> _Work instructions_: Retype the bug thread excerpt below word for word, keeping every line in full.
── Page excerpt ──
2023-05-11 Thread Timo Aaltonen
I guess this bug should concentrate on the regression.

** Description changed:

+ [Impact]
+ A regression caused by incomplete stable backports
+ 
+ [Fix]
+ 
+ commit 8273b4048664fff356fd10059033f0e2f5a422a1
+ Author: Arunpravin Paneer Selvam 
+ Date:   Tue Oct 18 07:08:38 2022 -0700
+ 
+ drm/amdgpu: Fix for BO move issue
+ 
+ [Test case]
+ 
+ Install the update, check that display works again on amdgpu
+ 
+ --
+ 
  The day I updated from Ubuntu 22.04 to 22.10 some months ago, I had to
  stick on Linux 5.15 because 5.19 was not working with my computer. The
  last two days I spent time to find a way to run Linux 5.19, and found
  one version working: 5.19.0-23.
  
  Here are the versions I tested:
  
  - 5.19.0-23
  - 5.19.0-29
  - 5.19.0-31
  - 5.19.0-42
  
  In that list, only Linux 5.19.0-23 is working with that computer.
  
  There may be other versions that work I have not tested, but basically
  the breakages occurred after 5.19.0-23.
  
  I face two problems, let's talk about the first one, the graphic one
  still present in 5.19.0-42. It starts to occurs with 5.19.0-31
  (5.19.0-29 is not affected): graphic breaks at the moment it should
  switch from low resolution display to high resolution display at the
  very beginning of startup. The computer is not completely broken, but
  the graphic is dead. X11 cannot start, trying to use the framebuffer,
  meaning the amdgpu driver is not functional).
  
  The second bug is the one I get with the 5.19.0-29 version. Linux
  5.19.0-29 doesn't experience the graphic bug but has another issue that
  makes the computer unusable: some CPU got locked, and some btrfs process
  runs at 100% CPU, syncing never ends, even preventing to reboot. This
  bug is less important because I don't reproduce it on version 5.19.0-42,
  so if 5.19.0-42 fixes the graphic all will be fine.
───
── Supplied entries ──
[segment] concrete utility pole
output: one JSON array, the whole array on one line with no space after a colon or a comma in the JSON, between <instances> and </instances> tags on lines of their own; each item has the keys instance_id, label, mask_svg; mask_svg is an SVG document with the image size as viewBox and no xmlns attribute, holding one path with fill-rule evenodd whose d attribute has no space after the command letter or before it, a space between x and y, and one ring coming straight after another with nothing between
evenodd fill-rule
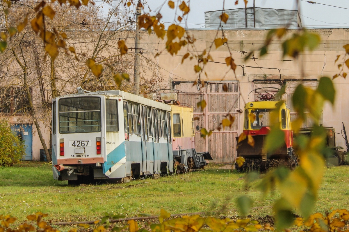
<instances>
[{"instance_id":1,"label":"concrete utility pole","mask_svg":"<svg viewBox=\"0 0 349 232\"><path fill-rule=\"evenodd\" d=\"M133 89L133 94L139 95L139 85L140 82L139 75L141 71L140 57L139 46L139 37L140 33L138 28L138 17L142 13L142 4L141 0L138 0L137 4L136 12L136 33L135 38L134 45L134 72L133 76L134 77L134 88Z\"/></svg>"}]
</instances>

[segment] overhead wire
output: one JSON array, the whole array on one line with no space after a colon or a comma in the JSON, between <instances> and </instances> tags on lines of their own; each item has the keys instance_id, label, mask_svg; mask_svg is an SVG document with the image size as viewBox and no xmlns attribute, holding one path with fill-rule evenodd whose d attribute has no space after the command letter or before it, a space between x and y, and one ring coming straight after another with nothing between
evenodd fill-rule
<instances>
[{"instance_id":1,"label":"overhead wire","mask_svg":"<svg viewBox=\"0 0 349 232\"><path fill-rule=\"evenodd\" d=\"M312 4L319 4L319 5L324 5L324 6L327 6L329 7L336 7L336 8L340 8L341 9L343 9L346 10L349 10L349 8L346 8L345 7L341 7L337 6L333 6L332 5L328 5L328 4L325 4L323 3L319 3L319 2L316 2L312 1L306 1L306 0L300 0L302 2L307 2L308 3L310 3Z\"/></svg>"}]
</instances>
───
> _Exercise output_:
2023-05-11 Thread Timo Aaltonen
I guess this bug should concentrate on the regression.

** Description changed:

+ [Impact]
+ A regression caused by incomplete stable backports
+ 
+ [Fix]
+ 
+ commit 8273b4048664fff356fd10059033f0e2f5a422a1
+ Author: Arunpravin Paneer Selvam 
+ Date:   Tue Oct 18 07:08:38 2022 -0700
+ 
+ drm/amdgpu: Fix for BO move issue
+ 
+ [Test case]
+ 
+ Install the update, check that display works again on amdgpu
+ 
+ --
+ 
  The day I updated from Ubuntu 22.04 to 22.10 some months ago, I had to
  stick on Linux 5.15 because 5.19 was not working with my computer. The
  last two days I spent time to find a way to run Linux 5.19, and found
  one version working: 5.19.0-23.
  
  Here are the versions I tested:
  
  - 5.19.0-23
  - 5.19.0-29
  - 5.19.0-31
  - 5.19.0-42
  
  In that list, only Linux 5.19.0-23 is working with that computer.
  
  There may be other versions that work I have not tested, but basically
  the breakages occurred after 5.19.0-23.
  
  I face two problems, let's talk about the first one, the graphic one
  still present in 5.19.0-42. It starts to occurs with 5.19.0-31
  (5.19.0-29 is not affected): graphic breaks at the moment it should
  switch from low resolution display to high resolution display at the
  very beginning of startup. The computer is not completely broken, but
  the graphic is dead. X11 cannot start, trying to use the framebuffer,
  meaning the amdgpu driver is not functional).
  
  The second bug is the one I get with the 5.19.0-29 version. Linux
  5.19.0-29 doesn't experience the graphic bug but has another issue that
  makes the computer unusable: some CPU got locked, and some btrfs process
  runs at 100% CPU, syncing never ends, even preventing to reboot. This
  bug is less important because I don't reproduce it on version 5.19.0-42,
  so if 5.19.0-42 fixes the graphic all will be fine.